* **WHAT THIS TASK INVOLVES**: Gather every line of the data below that contains the word "need" and copy each one out.

━━━━━━━━━━━━━━━━━━━━━━━━━━━━━━

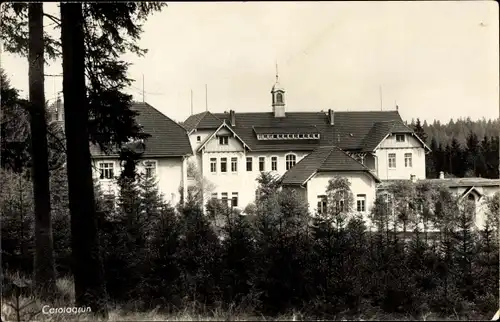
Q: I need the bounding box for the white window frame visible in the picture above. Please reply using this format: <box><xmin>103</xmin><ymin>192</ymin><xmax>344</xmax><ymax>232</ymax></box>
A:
<box><xmin>271</xmin><ymin>155</ymin><xmax>278</xmax><ymax>171</ymax></box>
<box><xmin>219</xmin><ymin>135</ymin><xmax>229</xmax><ymax>145</ymax></box>
<box><xmin>405</xmin><ymin>152</ymin><xmax>413</xmax><ymax>168</ymax></box>
<box><xmin>259</xmin><ymin>157</ymin><xmax>266</xmax><ymax>172</ymax></box>
<box><xmin>316</xmin><ymin>195</ymin><xmax>328</xmax><ymax>215</ymax></box>
<box><xmin>285</xmin><ymin>153</ymin><xmax>298</xmax><ymax>171</ymax></box>
<box><xmin>220</xmin><ymin>158</ymin><xmax>227</xmax><ymax>173</ymax></box>
<box><xmin>387</xmin><ymin>153</ymin><xmax>396</xmax><ymax>169</ymax></box>
<box><xmin>231</xmin><ymin>157</ymin><xmax>238</xmax><ymax>173</ymax></box>
<box><xmin>231</xmin><ymin>192</ymin><xmax>239</xmax><ymax>207</ymax></box>
<box><xmin>210</xmin><ymin>158</ymin><xmax>217</xmax><ymax>173</ymax></box>
<box><xmin>220</xmin><ymin>192</ymin><xmax>229</xmax><ymax>205</ymax></box>
<box><xmin>97</xmin><ymin>161</ymin><xmax>115</xmax><ymax>180</ymax></box>
<box><xmin>396</xmin><ymin>134</ymin><xmax>406</xmax><ymax>142</ymax></box>
<box><xmin>276</xmin><ymin>93</ymin><xmax>283</xmax><ymax>104</ymax></box>
<box><xmin>245</xmin><ymin>157</ymin><xmax>253</xmax><ymax>172</ymax></box>
<box><xmin>356</xmin><ymin>194</ymin><xmax>366</xmax><ymax>212</ymax></box>
<box><xmin>142</xmin><ymin>160</ymin><xmax>158</xmax><ymax>178</ymax></box>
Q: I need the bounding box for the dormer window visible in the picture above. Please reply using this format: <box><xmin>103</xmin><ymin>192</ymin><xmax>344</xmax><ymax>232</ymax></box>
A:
<box><xmin>276</xmin><ymin>93</ymin><xmax>283</xmax><ymax>104</ymax></box>
<box><xmin>219</xmin><ymin>136</ymin><xmax>229</xmax><ymax>145</ymax></box>
<box><xmin>396</xmin><ymin>134</ymin><xmax>405</xmax><ymax>142</ymax></box>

━━━━━━━━━━━━━━━━━━━━━━━━━━━━━━

* **CORRECT OUTPUT**:
Q: I need the bounding box for the white window frame visible in the picture above. Please reply using this format: <box><xmin>103</xmin><ymin>192</ymin><xmax>344</xmax><ymax>232</ymax></box>
Q: I need the bounding box for the dormer window visible in the picture above. Please reply using this format: <box><xmin>103</xmin><ymin>192</ymin><xmax>344</xmax><ymax>232</ymax></box>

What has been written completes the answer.